Gather every line in the entries below that contains the word "topiary". Case counts.

Information given:
------------------------------------
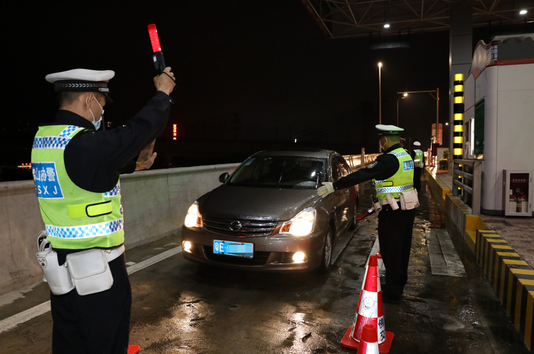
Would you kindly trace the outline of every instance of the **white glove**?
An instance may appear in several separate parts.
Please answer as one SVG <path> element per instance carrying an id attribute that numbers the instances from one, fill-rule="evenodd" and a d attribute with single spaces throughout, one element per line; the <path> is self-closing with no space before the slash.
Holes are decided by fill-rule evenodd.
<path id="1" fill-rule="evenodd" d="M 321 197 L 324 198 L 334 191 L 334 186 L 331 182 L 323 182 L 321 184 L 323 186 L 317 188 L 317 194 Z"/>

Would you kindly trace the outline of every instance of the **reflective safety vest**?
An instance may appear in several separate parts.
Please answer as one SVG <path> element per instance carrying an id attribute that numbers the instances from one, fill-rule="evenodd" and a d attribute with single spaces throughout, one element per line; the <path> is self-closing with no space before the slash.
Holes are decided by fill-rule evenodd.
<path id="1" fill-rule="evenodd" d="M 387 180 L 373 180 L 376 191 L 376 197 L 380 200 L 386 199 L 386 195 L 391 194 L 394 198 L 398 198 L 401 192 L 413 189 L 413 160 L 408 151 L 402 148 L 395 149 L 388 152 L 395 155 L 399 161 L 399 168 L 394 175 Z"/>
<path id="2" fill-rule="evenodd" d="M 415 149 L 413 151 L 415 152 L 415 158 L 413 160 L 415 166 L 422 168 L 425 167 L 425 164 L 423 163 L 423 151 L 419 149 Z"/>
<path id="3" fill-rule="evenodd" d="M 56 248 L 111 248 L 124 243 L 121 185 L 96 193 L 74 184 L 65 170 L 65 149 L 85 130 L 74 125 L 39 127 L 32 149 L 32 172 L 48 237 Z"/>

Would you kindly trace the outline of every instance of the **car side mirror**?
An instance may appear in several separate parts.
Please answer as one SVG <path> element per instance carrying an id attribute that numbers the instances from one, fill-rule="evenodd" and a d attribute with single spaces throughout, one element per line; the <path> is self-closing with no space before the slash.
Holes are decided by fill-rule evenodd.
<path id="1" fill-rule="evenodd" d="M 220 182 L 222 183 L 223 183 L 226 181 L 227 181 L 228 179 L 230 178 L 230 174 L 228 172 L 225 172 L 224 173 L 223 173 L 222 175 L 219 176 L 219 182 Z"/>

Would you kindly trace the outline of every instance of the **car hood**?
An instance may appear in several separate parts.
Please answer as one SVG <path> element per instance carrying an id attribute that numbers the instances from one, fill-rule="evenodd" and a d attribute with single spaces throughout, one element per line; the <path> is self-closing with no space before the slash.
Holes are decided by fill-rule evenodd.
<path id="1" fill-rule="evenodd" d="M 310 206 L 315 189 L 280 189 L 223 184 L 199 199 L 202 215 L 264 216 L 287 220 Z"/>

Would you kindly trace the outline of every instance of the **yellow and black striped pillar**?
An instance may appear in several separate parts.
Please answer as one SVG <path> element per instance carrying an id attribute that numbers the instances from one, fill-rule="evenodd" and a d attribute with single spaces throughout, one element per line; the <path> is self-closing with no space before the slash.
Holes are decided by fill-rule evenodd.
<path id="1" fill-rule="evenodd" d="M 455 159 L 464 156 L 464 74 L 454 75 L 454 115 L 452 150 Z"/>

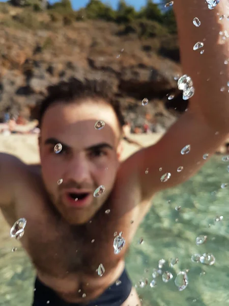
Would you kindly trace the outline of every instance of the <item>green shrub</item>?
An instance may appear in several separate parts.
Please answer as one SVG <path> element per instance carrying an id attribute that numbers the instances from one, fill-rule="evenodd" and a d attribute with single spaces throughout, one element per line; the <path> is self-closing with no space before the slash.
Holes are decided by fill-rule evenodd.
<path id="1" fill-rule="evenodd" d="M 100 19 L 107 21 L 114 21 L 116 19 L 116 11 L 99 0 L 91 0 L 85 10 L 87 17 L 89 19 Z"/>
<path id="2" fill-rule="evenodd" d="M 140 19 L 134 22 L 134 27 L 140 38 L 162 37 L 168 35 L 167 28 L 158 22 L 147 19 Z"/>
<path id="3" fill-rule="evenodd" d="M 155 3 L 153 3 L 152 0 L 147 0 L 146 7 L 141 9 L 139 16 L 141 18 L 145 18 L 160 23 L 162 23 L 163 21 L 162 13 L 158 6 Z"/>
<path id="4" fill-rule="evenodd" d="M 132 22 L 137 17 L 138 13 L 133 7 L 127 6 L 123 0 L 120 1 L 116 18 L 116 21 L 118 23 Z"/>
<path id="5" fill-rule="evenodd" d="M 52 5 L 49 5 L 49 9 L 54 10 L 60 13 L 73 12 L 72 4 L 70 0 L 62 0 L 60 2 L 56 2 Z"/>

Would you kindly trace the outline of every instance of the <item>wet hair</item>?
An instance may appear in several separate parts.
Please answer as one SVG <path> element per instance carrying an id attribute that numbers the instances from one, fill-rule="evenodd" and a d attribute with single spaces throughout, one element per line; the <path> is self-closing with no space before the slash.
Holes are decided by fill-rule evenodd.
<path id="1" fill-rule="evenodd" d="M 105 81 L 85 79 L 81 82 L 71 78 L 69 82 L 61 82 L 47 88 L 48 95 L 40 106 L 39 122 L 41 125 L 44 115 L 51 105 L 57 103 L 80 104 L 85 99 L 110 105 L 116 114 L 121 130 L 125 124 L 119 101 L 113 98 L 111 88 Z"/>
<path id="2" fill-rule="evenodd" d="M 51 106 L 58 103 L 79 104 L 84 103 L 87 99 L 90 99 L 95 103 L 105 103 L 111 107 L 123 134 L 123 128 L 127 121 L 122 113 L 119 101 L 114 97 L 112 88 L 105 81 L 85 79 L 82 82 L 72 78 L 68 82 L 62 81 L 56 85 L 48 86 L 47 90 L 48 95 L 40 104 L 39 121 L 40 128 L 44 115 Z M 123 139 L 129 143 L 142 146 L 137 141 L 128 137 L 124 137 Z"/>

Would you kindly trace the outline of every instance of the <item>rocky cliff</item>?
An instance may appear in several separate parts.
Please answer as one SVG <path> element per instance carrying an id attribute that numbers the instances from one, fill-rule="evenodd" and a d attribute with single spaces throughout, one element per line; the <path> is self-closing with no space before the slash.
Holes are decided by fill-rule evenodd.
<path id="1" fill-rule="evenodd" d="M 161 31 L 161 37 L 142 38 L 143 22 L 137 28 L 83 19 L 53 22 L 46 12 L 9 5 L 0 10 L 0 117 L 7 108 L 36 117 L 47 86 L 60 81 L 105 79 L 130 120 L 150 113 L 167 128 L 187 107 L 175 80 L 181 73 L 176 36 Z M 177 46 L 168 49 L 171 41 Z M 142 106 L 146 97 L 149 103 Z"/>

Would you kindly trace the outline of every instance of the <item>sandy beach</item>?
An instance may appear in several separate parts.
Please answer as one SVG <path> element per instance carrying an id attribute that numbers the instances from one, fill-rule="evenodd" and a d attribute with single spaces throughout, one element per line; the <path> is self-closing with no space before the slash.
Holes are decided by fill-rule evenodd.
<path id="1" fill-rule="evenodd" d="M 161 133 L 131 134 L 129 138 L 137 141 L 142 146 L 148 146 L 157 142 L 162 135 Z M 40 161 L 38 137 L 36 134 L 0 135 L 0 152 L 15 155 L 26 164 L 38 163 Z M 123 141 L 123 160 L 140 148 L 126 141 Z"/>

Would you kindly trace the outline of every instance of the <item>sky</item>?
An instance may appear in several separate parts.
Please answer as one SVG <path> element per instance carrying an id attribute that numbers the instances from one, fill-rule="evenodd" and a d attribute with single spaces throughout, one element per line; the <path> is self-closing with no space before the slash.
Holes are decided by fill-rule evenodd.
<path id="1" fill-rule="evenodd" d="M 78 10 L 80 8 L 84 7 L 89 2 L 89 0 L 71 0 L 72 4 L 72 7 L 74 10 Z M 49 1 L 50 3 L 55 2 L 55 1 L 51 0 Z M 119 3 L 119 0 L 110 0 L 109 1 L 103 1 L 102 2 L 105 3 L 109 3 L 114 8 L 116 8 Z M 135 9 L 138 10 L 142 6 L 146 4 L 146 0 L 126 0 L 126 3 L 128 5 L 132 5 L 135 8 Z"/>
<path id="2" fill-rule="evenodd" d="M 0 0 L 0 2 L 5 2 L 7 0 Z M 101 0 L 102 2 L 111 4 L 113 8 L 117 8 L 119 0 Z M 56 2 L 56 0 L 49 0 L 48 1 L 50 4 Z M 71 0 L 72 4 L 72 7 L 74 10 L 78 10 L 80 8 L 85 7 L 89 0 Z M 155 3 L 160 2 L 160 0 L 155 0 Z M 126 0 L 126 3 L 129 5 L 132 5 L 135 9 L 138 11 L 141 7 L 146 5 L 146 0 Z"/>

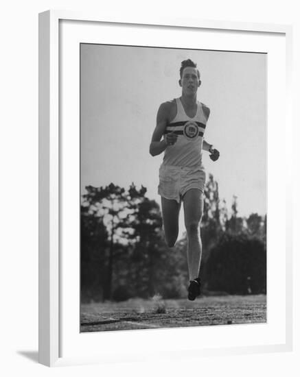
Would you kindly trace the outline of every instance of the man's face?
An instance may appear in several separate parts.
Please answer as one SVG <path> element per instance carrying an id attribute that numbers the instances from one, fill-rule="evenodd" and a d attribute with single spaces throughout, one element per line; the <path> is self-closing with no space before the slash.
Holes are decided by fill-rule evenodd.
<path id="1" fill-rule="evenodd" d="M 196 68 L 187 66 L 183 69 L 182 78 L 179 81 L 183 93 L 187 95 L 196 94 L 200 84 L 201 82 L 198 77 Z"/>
------------------------------------
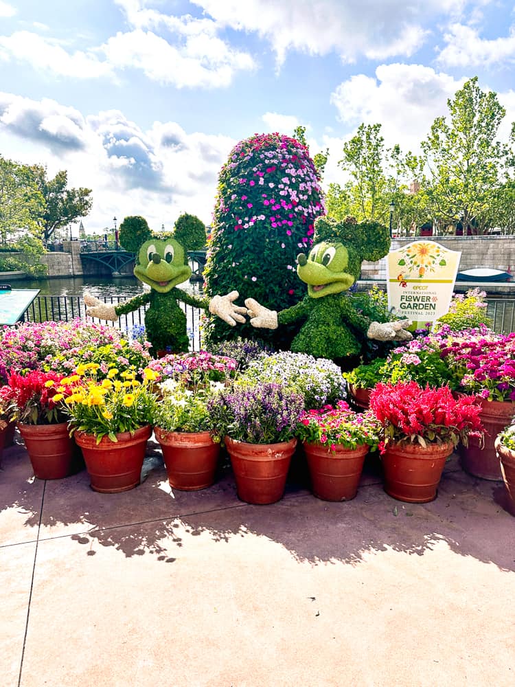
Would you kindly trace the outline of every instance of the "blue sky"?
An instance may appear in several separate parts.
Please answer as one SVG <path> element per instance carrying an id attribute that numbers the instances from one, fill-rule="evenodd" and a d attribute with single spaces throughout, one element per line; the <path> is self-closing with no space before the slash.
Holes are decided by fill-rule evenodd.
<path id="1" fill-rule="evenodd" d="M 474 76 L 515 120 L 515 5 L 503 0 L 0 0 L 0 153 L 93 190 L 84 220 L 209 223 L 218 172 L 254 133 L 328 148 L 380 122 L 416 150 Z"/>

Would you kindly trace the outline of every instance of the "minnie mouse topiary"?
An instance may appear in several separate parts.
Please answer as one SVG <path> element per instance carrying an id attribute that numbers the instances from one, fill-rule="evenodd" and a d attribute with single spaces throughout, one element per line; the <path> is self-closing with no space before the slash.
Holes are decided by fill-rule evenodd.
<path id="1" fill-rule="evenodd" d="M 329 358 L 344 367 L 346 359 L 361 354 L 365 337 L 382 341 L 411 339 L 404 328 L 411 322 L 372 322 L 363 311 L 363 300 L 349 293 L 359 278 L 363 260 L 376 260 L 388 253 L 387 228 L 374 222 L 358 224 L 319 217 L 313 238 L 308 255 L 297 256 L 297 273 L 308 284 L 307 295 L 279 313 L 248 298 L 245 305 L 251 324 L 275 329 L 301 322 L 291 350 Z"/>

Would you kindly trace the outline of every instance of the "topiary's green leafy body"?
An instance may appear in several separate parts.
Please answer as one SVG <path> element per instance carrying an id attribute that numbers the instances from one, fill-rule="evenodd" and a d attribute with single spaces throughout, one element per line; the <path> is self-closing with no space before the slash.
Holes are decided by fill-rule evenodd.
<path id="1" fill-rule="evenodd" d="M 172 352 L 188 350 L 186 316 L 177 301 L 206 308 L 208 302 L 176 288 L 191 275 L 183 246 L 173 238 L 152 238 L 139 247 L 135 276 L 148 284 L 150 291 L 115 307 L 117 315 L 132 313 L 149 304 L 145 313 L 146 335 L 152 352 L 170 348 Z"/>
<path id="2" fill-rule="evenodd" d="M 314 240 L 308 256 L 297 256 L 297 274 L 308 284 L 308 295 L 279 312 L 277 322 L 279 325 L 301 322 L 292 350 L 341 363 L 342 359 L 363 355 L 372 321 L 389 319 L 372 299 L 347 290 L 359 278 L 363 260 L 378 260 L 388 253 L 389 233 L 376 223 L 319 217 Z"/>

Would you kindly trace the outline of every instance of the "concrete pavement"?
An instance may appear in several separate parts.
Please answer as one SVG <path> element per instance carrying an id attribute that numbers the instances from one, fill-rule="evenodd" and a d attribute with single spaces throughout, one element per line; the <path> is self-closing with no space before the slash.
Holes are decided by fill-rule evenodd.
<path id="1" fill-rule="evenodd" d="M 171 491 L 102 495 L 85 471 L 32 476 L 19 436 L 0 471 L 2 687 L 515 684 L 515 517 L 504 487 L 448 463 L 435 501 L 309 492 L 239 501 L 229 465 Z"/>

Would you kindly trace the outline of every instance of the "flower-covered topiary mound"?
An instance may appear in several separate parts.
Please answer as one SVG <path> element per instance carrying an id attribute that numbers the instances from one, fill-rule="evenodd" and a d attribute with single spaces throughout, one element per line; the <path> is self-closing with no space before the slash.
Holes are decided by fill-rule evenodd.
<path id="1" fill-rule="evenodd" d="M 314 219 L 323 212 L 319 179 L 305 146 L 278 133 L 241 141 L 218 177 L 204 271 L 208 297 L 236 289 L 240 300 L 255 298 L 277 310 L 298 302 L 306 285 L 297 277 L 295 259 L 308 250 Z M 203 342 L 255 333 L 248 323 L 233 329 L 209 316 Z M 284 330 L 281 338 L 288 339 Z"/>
------------------------------------
Full response:
Would you kindly trace the outline of every instance of the "minnie mouse topiary"?
Would you kindly trace the outline of every instance of the "topiary's green leafy body"?
Would you kindly trace the outline of every instance of the "flower-covered topiary mound"?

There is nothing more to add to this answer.